Work to complete:
(A) Summarize the about-me page below in exactly two sentences.
(B) Turn the paragraph of the about-me page beginning "My name is Steve Grand" into a short bulleted list that keeps its main facts.

About me

I don’t feel very comfortable with blowing my own trumpet, but I guess I should have something on this site to say who I am. I mean, why would anyone sign up as a new member if they have no reason to trust that I know what I’m doing?

My name is Steve Grand, I’m British (but currently live in Arizona), and I’ve been wrestling with computers for almost half a century; much of that time building artificial life forms, or bits of them. I’m self-taught, and very much a ‘systems thinker’. If I were forced to put myself into a category, I’d say that I’m a cyberneticist, although Wikipedia tells me I’m either a computer scientist or a roboticist (I have no idea who created the page about me, but I do have one, and therefore I must exist; ‘Wiki ergo sum’, as Descartes probably didn’t say!).

Records provided:
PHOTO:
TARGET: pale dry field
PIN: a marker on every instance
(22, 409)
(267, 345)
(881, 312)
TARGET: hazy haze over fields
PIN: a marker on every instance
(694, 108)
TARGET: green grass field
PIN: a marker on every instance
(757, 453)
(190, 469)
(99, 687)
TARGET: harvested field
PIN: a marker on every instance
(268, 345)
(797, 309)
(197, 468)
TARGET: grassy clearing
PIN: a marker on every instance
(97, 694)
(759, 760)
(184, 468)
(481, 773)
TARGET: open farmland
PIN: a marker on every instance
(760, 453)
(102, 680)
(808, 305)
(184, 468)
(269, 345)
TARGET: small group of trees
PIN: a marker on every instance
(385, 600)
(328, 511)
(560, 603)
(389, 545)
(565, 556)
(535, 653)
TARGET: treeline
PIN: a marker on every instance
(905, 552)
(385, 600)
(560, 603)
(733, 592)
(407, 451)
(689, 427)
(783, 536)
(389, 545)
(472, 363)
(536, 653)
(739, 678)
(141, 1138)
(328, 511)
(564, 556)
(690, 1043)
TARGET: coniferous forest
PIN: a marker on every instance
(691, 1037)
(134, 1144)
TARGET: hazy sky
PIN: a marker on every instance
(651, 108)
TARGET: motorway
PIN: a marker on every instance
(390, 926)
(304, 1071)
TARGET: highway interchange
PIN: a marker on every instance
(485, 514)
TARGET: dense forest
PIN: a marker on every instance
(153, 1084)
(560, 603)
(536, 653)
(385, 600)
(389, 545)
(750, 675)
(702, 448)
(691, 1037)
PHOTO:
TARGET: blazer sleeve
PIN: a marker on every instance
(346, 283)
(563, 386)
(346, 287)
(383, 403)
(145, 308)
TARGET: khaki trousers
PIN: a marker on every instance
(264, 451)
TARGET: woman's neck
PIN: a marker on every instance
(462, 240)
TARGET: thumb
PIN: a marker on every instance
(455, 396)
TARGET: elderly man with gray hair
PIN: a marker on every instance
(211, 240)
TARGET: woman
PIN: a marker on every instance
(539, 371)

Solved tasks:
(A) Although uncomfortable promoting himself, Steve Grand writes the page so that anyone thinking of signing up as a new member has reason to trust that he knows what he is doing. He is British, currently lives in Arizona, is self-taught, has spent almost half a century working with computers, much of it building artificial life forms, and would call himself a cyberneticist, though Wikipedia describes him as a computer scientist or a roboticist.

(B)
- Name: Steve Grand
- British, currently living in Arizona
- Has worked with computers for almost half a century, much of that time building artificial life forms or parts of them
- Self-taught and very much a "systems thinker"
- Would describe himself as a cyberneticist; Wikipedia calls him a computer scientist or a roboticist
- Has a Wikipedia page but does not know who created it